Swap "piece of bark" for "strip of bark" in the part of the entries that opens at their start and closes with the line containing "M 181 337 L", leaving everything else as it is.
======== TASK MATERIAL
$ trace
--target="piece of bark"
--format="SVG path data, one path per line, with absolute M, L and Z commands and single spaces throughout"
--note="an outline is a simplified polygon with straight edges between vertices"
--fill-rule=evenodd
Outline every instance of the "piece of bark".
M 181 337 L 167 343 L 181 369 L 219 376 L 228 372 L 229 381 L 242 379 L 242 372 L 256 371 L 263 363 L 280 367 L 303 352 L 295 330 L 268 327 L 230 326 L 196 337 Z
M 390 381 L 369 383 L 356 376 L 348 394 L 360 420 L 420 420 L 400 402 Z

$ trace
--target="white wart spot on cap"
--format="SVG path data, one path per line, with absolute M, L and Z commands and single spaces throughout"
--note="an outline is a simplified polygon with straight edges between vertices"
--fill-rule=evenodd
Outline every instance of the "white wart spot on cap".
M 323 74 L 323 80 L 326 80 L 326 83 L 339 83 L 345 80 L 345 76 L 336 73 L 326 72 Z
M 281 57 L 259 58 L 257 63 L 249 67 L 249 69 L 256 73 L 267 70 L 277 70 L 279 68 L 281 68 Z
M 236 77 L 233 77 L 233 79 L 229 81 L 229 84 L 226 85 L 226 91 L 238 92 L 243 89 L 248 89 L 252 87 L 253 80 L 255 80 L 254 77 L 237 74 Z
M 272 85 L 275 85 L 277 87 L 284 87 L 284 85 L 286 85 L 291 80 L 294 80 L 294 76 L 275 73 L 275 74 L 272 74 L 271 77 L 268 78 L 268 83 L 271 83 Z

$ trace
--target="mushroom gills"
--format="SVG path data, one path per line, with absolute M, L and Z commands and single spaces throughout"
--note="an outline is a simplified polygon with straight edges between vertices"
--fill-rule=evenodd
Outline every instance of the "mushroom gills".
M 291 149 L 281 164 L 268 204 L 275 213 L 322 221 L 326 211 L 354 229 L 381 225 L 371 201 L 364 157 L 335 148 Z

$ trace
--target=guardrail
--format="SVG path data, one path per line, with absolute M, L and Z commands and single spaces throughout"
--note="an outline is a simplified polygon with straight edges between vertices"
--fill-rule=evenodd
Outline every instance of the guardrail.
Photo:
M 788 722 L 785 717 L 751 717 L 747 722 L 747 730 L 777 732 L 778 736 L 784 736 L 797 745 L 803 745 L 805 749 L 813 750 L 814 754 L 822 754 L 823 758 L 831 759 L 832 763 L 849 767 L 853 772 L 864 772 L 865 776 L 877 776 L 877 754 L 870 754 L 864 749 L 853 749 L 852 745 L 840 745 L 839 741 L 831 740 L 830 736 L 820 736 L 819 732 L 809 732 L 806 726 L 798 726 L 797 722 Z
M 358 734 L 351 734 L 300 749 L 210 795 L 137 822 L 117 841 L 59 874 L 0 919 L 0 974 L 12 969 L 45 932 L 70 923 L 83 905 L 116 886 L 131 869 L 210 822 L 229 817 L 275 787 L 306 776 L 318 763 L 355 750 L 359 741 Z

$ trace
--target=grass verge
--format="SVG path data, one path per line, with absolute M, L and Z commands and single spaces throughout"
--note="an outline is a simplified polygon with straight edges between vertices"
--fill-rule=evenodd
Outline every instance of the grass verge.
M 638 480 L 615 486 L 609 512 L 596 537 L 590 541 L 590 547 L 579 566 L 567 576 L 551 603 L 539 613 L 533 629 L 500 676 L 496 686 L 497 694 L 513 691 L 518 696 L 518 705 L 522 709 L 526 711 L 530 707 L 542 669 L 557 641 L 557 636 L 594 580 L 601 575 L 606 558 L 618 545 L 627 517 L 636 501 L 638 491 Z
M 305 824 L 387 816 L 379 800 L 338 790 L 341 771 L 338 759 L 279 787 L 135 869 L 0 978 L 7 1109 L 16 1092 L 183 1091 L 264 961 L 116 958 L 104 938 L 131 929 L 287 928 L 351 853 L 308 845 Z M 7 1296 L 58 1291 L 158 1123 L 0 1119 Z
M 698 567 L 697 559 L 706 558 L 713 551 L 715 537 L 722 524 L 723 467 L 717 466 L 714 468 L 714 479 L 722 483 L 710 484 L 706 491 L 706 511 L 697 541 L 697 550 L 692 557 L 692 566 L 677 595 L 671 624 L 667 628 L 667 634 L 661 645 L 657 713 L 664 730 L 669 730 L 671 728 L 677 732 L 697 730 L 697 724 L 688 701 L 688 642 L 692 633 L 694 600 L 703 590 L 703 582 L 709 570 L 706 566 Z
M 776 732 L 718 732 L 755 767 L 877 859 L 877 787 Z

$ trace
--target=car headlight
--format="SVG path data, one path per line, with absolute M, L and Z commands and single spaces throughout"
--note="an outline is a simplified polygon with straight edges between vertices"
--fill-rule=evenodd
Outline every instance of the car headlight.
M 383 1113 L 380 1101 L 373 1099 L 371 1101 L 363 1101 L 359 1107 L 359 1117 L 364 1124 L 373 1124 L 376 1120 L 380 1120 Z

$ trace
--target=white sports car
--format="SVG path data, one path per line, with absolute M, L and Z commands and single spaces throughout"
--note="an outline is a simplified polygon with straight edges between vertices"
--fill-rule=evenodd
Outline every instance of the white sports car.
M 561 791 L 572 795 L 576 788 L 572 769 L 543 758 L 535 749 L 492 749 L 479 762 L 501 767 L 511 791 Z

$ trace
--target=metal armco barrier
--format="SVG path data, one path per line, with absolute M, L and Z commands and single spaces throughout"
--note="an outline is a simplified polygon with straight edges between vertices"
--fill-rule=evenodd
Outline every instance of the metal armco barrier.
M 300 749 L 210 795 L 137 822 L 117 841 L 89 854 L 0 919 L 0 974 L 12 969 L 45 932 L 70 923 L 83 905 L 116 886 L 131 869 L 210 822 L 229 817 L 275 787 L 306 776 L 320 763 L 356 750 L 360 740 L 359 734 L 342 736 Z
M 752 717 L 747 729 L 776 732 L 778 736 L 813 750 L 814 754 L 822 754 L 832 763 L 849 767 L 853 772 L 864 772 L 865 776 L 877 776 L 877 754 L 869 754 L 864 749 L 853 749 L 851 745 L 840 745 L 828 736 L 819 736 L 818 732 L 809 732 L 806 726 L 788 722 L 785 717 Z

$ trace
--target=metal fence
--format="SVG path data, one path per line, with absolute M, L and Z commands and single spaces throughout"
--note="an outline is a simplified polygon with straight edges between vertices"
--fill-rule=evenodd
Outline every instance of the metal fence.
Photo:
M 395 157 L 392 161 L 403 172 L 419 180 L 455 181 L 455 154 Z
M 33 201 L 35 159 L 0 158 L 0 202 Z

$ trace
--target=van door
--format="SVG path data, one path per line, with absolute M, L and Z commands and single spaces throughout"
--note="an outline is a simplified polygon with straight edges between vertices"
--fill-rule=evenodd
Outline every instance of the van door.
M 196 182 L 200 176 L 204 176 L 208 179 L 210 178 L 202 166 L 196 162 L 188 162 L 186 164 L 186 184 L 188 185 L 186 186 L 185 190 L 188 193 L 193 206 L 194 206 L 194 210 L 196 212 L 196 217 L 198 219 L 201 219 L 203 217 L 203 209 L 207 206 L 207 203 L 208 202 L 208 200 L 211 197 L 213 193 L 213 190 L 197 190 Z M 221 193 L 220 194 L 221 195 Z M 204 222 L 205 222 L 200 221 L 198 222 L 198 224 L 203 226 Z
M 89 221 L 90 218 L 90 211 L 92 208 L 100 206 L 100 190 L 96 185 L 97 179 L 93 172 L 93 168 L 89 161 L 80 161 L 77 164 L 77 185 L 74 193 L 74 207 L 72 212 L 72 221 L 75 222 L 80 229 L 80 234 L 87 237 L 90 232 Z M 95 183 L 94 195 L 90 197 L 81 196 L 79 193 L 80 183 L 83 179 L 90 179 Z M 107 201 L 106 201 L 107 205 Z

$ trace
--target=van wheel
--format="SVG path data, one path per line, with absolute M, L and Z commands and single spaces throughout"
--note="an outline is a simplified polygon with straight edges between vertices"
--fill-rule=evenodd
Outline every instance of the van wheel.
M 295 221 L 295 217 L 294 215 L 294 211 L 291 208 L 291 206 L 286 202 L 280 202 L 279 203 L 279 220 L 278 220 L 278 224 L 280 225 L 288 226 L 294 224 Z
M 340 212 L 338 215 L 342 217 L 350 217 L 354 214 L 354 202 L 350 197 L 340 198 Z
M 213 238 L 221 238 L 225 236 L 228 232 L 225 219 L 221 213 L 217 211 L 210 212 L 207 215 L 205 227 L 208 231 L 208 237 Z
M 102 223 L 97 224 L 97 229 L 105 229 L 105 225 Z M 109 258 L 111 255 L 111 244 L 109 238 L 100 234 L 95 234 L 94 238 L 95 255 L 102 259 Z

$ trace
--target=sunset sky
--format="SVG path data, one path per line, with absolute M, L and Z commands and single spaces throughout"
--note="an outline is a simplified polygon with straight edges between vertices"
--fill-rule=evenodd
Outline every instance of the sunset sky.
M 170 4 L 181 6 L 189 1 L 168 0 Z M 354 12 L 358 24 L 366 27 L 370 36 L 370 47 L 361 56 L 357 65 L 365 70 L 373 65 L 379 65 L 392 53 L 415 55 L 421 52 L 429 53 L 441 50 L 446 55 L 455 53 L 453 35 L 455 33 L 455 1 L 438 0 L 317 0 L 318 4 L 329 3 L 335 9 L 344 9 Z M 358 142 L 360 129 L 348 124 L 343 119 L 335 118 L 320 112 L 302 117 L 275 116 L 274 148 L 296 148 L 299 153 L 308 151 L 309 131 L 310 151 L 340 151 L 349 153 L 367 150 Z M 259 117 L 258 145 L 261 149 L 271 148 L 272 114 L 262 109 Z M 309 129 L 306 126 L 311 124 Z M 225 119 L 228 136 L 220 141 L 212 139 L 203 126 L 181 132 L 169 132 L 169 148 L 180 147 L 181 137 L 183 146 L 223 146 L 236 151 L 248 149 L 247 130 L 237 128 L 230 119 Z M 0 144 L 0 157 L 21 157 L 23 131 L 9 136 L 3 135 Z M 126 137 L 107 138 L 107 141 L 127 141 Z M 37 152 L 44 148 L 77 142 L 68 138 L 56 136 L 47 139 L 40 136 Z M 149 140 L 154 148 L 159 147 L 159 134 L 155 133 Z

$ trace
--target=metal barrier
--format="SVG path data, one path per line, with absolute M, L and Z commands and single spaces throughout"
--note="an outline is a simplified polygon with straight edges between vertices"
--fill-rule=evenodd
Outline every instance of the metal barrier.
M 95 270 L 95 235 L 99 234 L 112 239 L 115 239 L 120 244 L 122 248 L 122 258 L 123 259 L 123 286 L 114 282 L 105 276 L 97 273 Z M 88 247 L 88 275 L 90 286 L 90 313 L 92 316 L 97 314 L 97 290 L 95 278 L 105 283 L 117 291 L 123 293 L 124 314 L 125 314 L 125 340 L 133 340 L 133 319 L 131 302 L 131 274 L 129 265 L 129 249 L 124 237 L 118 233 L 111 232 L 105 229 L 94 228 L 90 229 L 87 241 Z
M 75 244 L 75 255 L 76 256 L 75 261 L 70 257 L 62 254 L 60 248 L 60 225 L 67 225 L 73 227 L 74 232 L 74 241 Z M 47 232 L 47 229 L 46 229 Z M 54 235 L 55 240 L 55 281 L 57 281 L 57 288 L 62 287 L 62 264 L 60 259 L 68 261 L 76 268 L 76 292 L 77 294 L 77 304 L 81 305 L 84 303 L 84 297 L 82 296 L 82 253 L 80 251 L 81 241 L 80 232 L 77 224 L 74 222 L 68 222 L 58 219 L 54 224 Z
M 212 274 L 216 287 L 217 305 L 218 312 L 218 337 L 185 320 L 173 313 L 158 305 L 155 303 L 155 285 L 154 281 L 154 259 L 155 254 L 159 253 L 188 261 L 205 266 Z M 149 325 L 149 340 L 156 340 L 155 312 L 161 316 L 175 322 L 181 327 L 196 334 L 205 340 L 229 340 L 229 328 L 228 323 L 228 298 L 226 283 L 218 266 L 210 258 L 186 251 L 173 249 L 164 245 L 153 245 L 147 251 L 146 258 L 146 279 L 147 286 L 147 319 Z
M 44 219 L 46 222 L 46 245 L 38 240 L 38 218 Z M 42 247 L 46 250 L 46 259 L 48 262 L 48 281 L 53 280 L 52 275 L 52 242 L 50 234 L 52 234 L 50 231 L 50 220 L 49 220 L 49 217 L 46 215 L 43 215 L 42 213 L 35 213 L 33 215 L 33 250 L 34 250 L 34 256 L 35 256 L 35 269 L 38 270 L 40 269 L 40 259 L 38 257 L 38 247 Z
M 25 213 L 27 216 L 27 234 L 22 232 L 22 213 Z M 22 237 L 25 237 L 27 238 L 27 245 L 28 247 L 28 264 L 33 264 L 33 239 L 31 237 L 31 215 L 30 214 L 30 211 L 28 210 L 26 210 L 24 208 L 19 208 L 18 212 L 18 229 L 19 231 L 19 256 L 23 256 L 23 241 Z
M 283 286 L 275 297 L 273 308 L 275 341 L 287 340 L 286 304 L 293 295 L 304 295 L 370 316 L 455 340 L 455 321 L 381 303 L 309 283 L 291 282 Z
================
# [SOLUTION]
$ trace
--target="strip of bark"
--format="SVG path data, one path per line, with absolute M, L and Z commands and single spaces throughout"
--note="an outline is a simplified polygon with straight edges between vertices"
--fill-rule=evenodd
Outline every instance of the "strip of bark".
M 181 337 L 167 343 L 181 369 L 219 376 L 228 372 L 229 381 L 242 379 L 242 372 L 256 371 L 263 363 L 280 367 L 303 352 L 295 330 L 268 327 L 230 326 L 196 337 Z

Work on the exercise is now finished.